PASSAGE SHOWN –
□ □ □ □
A smart contract is a self-executing contract with the terms of the agreement between buyer and seller being directly written into lines of code. The code and the agreements contained therein exist across a distributed, decentralized blockchain network. The code controls the execution, and transactions are trackable and irreversible.
Smart contracts permit trusted transactions and agreements to be carried out among disparate, anonymous parties without the need for a central authority, legal system, or external enforcement mechanism.
How Smart Contracts Work
Smart contracts were first proposed in 1994 by Nick Szabo, an American computer scientist who invented a virtual currency called “Bit Gold” in 1998, fully 10 years before the invention of bitcoin. In fact, Szabo is often rumored to be the real Satoshi Nakamoto, the anonymous inventor of bitcoin, which he has denied.
Szabo defined smart contracts as computerized transaction protocols that execute terms of a contract. He wanted to extend the functionality of electronic transaction methods, such as POS (point of sale), to the digital realm.
Smart contracts work by following simple “if/when…then…” statements that are written into code on a blockchain. A network of computers executes the actions when predetermined conditions have been met and verified.
These actions could include releasing funds to the appropriate parties, registering a vehicle, sending notifications, or issuing a ticket. The blockchain is then updated when the transaction is completed. That means the transaction cannot be changed, and only parties who have been granted permission can see the results.
Within a smart contract, there can be as many stipulations as needed to satisfy the participants that the task will be completed satisfactorily. To establish the terms, participants must determine how transactions and their data are represented on the blockchain, agree on the “if/when…then…” rules that govern those transactions, explore all possible exceptions, and define a framework for resolving disputes.
Then the smart contract can be programmed by a developer – although increasingly, organizations that use blockchain for business provide templates, web interfaces, and other online tools to simplify structuring smart contracts.
□ □ □ □
RECORDS SUPPLIED –
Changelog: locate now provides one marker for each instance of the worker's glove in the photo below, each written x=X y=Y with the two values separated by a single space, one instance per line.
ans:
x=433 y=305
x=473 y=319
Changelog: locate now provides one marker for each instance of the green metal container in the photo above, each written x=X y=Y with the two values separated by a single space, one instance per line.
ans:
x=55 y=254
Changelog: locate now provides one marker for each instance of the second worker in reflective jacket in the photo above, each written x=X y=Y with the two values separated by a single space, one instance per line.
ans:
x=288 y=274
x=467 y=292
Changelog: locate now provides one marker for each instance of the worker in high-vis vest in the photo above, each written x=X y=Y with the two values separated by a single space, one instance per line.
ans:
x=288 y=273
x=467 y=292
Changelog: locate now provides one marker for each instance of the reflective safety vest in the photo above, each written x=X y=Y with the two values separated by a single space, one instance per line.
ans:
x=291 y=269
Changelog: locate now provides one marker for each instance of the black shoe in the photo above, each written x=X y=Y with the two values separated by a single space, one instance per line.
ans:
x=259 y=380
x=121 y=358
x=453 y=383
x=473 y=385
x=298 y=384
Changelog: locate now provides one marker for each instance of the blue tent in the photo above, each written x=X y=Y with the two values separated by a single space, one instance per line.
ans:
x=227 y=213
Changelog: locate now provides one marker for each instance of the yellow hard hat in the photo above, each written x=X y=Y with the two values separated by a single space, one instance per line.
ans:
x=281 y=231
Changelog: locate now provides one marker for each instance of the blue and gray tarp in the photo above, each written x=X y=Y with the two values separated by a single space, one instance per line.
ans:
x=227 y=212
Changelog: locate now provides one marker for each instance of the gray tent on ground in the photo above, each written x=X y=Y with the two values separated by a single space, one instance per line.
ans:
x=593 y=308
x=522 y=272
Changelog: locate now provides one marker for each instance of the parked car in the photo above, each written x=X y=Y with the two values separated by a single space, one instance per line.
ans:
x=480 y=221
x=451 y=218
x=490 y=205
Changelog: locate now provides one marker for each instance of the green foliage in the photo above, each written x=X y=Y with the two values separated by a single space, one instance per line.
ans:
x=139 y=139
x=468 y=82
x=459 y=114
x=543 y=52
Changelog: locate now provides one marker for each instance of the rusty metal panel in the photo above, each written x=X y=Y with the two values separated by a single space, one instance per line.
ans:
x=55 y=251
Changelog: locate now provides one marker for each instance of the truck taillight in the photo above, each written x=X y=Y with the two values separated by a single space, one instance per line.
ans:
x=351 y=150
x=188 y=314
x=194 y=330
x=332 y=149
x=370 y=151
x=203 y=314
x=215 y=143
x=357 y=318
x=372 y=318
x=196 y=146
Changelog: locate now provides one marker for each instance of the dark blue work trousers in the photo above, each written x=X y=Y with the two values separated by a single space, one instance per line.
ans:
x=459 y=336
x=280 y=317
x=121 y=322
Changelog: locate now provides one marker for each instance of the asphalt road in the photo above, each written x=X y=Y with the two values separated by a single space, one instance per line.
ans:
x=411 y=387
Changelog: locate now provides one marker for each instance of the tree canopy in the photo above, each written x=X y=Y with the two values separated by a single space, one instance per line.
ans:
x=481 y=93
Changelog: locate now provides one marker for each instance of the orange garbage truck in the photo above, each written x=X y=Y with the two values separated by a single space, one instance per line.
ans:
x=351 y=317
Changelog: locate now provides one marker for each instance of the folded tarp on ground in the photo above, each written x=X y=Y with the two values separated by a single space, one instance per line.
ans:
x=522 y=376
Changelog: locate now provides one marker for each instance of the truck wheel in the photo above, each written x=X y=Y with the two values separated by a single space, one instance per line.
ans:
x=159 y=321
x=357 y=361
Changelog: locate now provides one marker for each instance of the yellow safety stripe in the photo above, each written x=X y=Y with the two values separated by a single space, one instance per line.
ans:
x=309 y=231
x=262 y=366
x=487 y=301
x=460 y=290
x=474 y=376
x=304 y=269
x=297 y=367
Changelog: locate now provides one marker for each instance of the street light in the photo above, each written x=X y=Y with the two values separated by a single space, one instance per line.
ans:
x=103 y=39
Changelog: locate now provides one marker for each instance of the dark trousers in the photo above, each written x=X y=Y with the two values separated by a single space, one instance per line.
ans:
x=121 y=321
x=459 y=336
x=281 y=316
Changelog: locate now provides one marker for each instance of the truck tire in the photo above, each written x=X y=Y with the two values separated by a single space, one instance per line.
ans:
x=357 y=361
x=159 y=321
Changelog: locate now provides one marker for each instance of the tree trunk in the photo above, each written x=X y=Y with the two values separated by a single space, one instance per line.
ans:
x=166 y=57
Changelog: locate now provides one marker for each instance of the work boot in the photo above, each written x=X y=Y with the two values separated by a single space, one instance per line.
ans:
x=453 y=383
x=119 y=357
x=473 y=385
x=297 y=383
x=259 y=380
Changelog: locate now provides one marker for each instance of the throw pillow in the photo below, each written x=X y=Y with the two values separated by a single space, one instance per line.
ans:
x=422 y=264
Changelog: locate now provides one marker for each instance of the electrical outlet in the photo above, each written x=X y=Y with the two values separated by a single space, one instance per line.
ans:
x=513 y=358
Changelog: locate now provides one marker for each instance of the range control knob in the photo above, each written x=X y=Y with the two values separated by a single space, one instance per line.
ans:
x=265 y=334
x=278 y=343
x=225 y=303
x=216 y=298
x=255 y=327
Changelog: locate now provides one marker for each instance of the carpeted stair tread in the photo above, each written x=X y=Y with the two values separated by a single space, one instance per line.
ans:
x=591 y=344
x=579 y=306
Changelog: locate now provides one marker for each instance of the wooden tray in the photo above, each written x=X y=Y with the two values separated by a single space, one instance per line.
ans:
□ □ □ □
PROBLEM 1 – Who first proposed smart contracts, and in what year, according to the passage on smart contracts?
PROBLEM 2 – Pick up the passage on smart contracts after its last sentence and keep it going.

ANSWER BOX 1 – Nick Szabo, in 1994.

ANSWER BOX 2 –
Benefits of smart contracts
Speed, efficiency and accuracy
Once a condition is met, the contract is executed immediately. Because smart contracts are digital and automated, there’s no paperwork to process and no time spent reconciling errors that often result from manually filling in documents.
Trust and transparency
Because there’s no third party involved, and because encrypted records of transactions are shared across participants, there’s no need to question whether information has been altered for personal benefit.
Blockchain transaction records are encrypted, which makes them very hard to hack. Moreover, because each record is connected to the previous and subsequent records on a distributed ledger, hackers would have to alter the entire chain to change a single record.
Smart contracts remove the need for intermediaries to handle transactions and, by extension, their associated time delays and fees.
Applications of smart contracts
Safeguarding the efficacy of medications
Sonoco and IBM are working to reduce issues in the transport of lifesaving medications by increasing supply chain transparency. Powered by IBM Blockchain Transparent Supply, Pharma Portal is a blockchain-based platform that tracks temperature-controlled pharmaceuticals through the supply chain to provide trusted, reliable and accurate data across multiple parties.
Increasing trust in retailer-supplier relationships
The Home Depot uses smart contracts on blockchain to quickly resolve disputes with vendors. Through real-time communication and increased visibility into the supply chain, they are building stronger relationships with suppliers, resulting in more time for critical work and innovation.